» What you need to do
Print all entries below exactly as they appear.
[Input records Boundary: Start]
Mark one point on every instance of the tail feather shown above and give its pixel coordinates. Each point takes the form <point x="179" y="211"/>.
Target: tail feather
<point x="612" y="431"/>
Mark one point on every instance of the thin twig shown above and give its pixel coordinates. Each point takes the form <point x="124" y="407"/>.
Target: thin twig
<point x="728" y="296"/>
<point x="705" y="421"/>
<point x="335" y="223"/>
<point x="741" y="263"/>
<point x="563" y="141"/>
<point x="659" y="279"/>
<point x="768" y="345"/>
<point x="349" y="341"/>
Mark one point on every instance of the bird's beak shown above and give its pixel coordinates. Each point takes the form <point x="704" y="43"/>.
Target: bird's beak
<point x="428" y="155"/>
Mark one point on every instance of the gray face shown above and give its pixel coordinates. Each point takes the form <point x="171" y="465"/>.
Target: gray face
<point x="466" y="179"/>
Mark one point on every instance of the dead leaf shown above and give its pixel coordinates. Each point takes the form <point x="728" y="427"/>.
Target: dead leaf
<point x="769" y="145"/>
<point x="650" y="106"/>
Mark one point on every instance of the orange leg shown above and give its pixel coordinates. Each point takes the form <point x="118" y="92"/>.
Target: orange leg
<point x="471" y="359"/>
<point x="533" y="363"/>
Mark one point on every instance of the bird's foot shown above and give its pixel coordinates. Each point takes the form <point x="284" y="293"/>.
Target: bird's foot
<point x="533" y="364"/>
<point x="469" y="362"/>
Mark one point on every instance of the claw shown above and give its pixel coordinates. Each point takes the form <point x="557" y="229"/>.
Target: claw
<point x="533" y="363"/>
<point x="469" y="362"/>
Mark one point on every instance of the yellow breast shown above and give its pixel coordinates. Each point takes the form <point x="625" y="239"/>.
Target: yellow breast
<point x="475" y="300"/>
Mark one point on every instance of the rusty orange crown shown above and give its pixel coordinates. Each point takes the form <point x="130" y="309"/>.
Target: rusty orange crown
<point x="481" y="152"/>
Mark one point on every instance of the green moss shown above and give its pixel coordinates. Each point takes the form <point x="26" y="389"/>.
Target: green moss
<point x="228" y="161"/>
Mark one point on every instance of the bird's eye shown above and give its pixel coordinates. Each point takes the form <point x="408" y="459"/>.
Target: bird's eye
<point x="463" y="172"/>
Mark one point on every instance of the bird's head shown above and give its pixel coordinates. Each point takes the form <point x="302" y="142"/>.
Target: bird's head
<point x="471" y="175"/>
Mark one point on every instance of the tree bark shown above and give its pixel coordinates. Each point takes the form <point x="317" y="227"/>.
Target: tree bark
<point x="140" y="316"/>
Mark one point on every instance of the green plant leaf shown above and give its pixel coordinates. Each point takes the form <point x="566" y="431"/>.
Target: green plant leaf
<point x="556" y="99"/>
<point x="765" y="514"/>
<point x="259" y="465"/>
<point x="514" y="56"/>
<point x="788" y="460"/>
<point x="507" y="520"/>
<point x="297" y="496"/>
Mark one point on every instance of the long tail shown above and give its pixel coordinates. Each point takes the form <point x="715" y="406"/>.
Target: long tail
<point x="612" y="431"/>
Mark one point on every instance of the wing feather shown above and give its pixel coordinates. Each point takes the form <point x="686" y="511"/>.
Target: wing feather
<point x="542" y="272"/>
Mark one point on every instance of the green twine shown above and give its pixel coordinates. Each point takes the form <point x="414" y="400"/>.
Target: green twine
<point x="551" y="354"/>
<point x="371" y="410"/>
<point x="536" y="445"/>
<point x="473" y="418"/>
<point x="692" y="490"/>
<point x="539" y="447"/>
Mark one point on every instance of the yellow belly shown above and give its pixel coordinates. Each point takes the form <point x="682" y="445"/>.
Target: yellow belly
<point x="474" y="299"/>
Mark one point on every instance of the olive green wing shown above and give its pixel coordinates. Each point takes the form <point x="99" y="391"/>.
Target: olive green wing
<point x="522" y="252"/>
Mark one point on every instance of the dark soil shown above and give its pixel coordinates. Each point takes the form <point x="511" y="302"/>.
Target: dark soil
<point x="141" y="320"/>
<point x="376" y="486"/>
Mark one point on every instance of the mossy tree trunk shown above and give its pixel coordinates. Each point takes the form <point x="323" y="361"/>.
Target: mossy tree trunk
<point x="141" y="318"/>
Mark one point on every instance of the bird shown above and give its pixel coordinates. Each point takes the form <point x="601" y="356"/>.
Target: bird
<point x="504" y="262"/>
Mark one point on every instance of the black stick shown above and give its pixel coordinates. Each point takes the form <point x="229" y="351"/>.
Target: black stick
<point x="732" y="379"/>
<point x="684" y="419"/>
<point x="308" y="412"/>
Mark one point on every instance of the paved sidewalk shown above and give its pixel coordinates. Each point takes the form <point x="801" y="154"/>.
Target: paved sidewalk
[Input records Boundary: End]
» Response box
Mark one point on every instance of the tail feather shown above and give its pixel coordinates. Each point takes the form <point x="179" y="211"/>.
Target: tail feather
<point x="612" y="431"/>
Mark one point on every instance of the thin twig shown above and give its pixel coordinates. Each point takes the form <point x="124" y="407"/>.
Target: thin twig
<point x="728" y="296"/>
<point x="705" y="421"/>
<point x="335" y="223"/>
<point x="741" y="263"/>
<point x="563" y="141"/>
<point x="659" y="279"/>
<point x="768" y="345"/>
<point x="349" y="341"/>
Mark one point on every instance of the bird's beak shown above and give its pixel coordinates. Each point takes the form <point x="704" y="43"/>.
Target: bird's beak
<point x="428" y="155"/>
Mark one point on every instance of the gray face shown above and give its pixel coordinates. Each point takes the form <point x="171" y="465"/>.
Target: gray face
<point x="466" y="179"/>
Mark one point on every instance of the dead leaf shown above and give its pixel coordinates. Each point takes the form <point x="728" y="427"/>.
Target: dead leaf
<point x="769" y="145"/>
<point x="650" y="106"/>
Mark one point on every instance of the orange leg shown above and give its pixel coordinates. Each point takes the form <point x="118" y="92"/>.
Target: orange leg
<point x="471" y="359"/>
<point x="533" y="363"/>
Mark one point on every instance of the bird's foot shown above and give its pixel coordinates. Each point takes the form <point x="284" y="293"/>.
Target: bird's foot
<point x="533" y="364"/>
<point x="469" y="362"/>
Mark one point on every instance of the claw shown above and give its pixel coordinates. Each point takes the form <point x="557" y="229"/>.
Target: claw
<point x="533" y="363"/>
<point x="469" y="362"/>
Mark one point on every instance of the yellow breast shown above and give its pixel coordinates. Each point takes the form <point x="625" y="239"/>.
Target: yellow breast
<point x="475" y="300"/>
Mark one point on every instance of the rusty orange crown shown above and give its pixel coordinates. Each point takes the form <point x="130" y="309"/>.
Target: rusty orange crown
<point x="481" y="152"/>
Mark one point on every instance of the green moss shown above and give its pixel coordinates. Each point takes the form <point x="26" y="389"/>.
Target: green moss
<point x="228" y="161"/>
Mark one point on every instance of the bird's eye shown above and give its pixel coordinates. Each point takes the form <point x="408" y="459"/>.
Target: bird's eye
<point x="463" y="172"/>
Mark one point on every instance of the bird's head shown above and give its pixel coordinates. Each point takes the form <point x="302" y="142"/>.
Target: bird's head
<point x="471" y="175"/>
Mark one point on every instance of the tree bark shown above and give its pixel coordinates. Each point takes the form <point x="317" y="227"/>.
Target: tree bark
<point x="140" y="316"/>
Mark one point on every instance of the green plant leaf shown above and give its pixel coordinates. Each point takes the form <point x="566" y="431"/>.
Target: green plant leaf
<point x="556" y="99"/>
<point x="765" y="514"/>
<point x="259" y="465"/>
<point x="514" y="56"/>
<point x="788" y="460"/>
<point x="507" y="520"/>
<point x="297" y="496"/>
Mark one point on every instance of the long tail shown above and give its pixel coordinates. Each point takes the form <point x="715" y="406"/>.
Target: long tail
<point x="612" y="431"/>
Mark one point on every instance of the wing feather shown above and give its pixel coordinates. Each point takes the form <point x="686" y="511"/>.
Target: wing feather
<point x="542" y="272"/>
Mark one point on every instance of the green twine shown above and give its pixel coordinates. Each point takes the form <point x="414" y="400"/>.
Target: green twine
<point x="551" y="354"/>
<point x="371" y="410"/>
<point x="536" y="445"/>
<point x="473" y="418"/>
<point x="692" y="490"/>
<point x="539" y="447"/>
Mark one point on every instance of the yellow belly shown above and give its pixel coordinates. Each point takes the form <point x="682" y="445"/>.
Target: yellow belly
<point x="474" y="299"/>
Mark one point on every instance of the olive green wing shown above and give its pixel coordinates. Each point takes the form <point x="99" y="391"/>.
Target: olive green wing
<point x="522" y="252"/>
Mark one point on every instance of the dark soil shown above and give its pixel coordinates. Each point takes the form <point x="511" y="302"/>.
Target: dark soil
<point x="141" y="320"/>
<point x="376" y="486"/>
Mark one point on every instance of the mossy tree trunk shown above and give its pixel coordinates. Each point takes the form <point x="323" y="361"/>.
Target: mossy tree trunk
<point x="141" y="318"/>
Mark one point on every instance of the bird shown above and give its pixel coordinates. Each point takes the form <point x="601" y="356"/>.
Target: bird
<point x="504" y="262"/>
Mark one point on every instance of the black stick shown above and give its pixel coordinates. Each point takes the form <point x="229" y="351"/>.
Target: black stick
<point x="732" y="379"/>
<point x="684" y="419"/>
<point x="308" y="412"/>
Mark one point on every instance of the paved sidewalk shown above and give its pixel coordinates. Each point takes the form <point x="801" y="154"/>.
Target: paved sidewalk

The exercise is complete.